Summary: The
ability of civilian lawyers employed by the Department of the Navy
who have been designated for furlough leave for budget purposes to
give advice to the Navy on matters relating to furlough policy as
well as non-furlough matters is a matter of federal, not
Massachusetts, professional responsibility law.
Facts: The
Committee on Professional Ethics has received a number of inquiries
from Massachusetts-licensed lawyers serving as civilian employees
of the Navy at various naval installations outside Massachusetts
concerning the effect of the furlough policy being implemented by
the Department of Defense. These inquiries have been prompted by a
directive from Navy General Counsel's Office that its civilian
lawyers seek advice from the jurisdictions in which they are
licensed about what the professional responsibility rules of those
jurisdictions provide as to potential conflicts of interest. More
particularly, we are being asked whether the fact that the
inquiring lawyers themselves face furlough affects their ability to
give legal advice to the Navy about furlough policy and about
non-furlough matters. Our opinion has been sought with respect to a
wide variety of legal advice and activities that the inquirers
might be called upon to undertake at a time when they might have a
personal stake, and possibly an active role, in actions brought to
contest the furloughs.

### MATERIAL PROVIDED
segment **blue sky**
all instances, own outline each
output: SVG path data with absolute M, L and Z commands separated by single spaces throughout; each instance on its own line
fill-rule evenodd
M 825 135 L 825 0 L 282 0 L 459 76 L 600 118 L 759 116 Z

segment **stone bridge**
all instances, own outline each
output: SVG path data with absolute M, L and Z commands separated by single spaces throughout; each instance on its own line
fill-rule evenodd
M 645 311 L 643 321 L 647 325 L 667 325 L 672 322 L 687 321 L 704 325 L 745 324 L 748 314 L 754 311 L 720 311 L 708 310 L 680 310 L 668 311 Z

### EXERCISES TO COMPLETE
(a) In the ethics opinion on Navy furloughs, which office issued the directive telling civilian lawyers to seek advice from the jurisdictions where they are licensed?
(b) Rewrite the passage of the ethics opinion on Navy furloughs that begins at the words "Summary: The" and ends after "professional responsibility law.", substituting "Navy Department" for "Department of the Navy".
(c) Continue the ethics opinion on Navy furloughs from the point where it stops.

### ANSWERS IN ORDER
(a) Navy General Counsel's Office

(b)
Summary: The
ability of civilian lawyers employed by the Navy Department
who have been designated for furlough leave for budget purposes to
give advice to the Navy on matters relating to furlough policy as
well as non-furlough matters is a matter of federal, not
Massachusetts, professional responsibility law.

(c)
We are told that the Secretary of the Navy has given a conflict
waiver that would permit the giving of advice to Naval "clients" in
a variety of situations providing that certain qualifications are
met. We are also told that a formal opinion has been sought from
the Office of Legal Counsel with respect to effectiveness of the
client waiver to resolve any professional responsibility problems
for its civilian lawyers.
The committee's website explains its role: "The
committee only gives advice. It is not a governmental body and its
advice has no binding force, although successive bar counsel have
stated that as a general rule, they will not take disciplinary
action against lawyers who follow the committee's advice if they
have given the committee all the relevant facts. That, however, is
a matter of bar counsel's policy, not of committee power. As might
be expected when the subject matter involves sensitive questions of
lawyers' obligations, bar counsel has very occasionally expressed
public disagreement with the committee's views."
The questions being asked by the various civilian attorneys for
the Navy all relate to their professional conduct as federal
lawyers in situations where their only relationship to
Massachusetts is that they are licensed to practice law in
Massachusetts. The first question for us is what law of
professional responsibility the Supreme Judicial Court would apply
in considering the questions being raised. That court has adopted a
nonstandard choice of law rule with respect to professional
responsibility matters. Our version of the ABA's Model Rule 8.5(b)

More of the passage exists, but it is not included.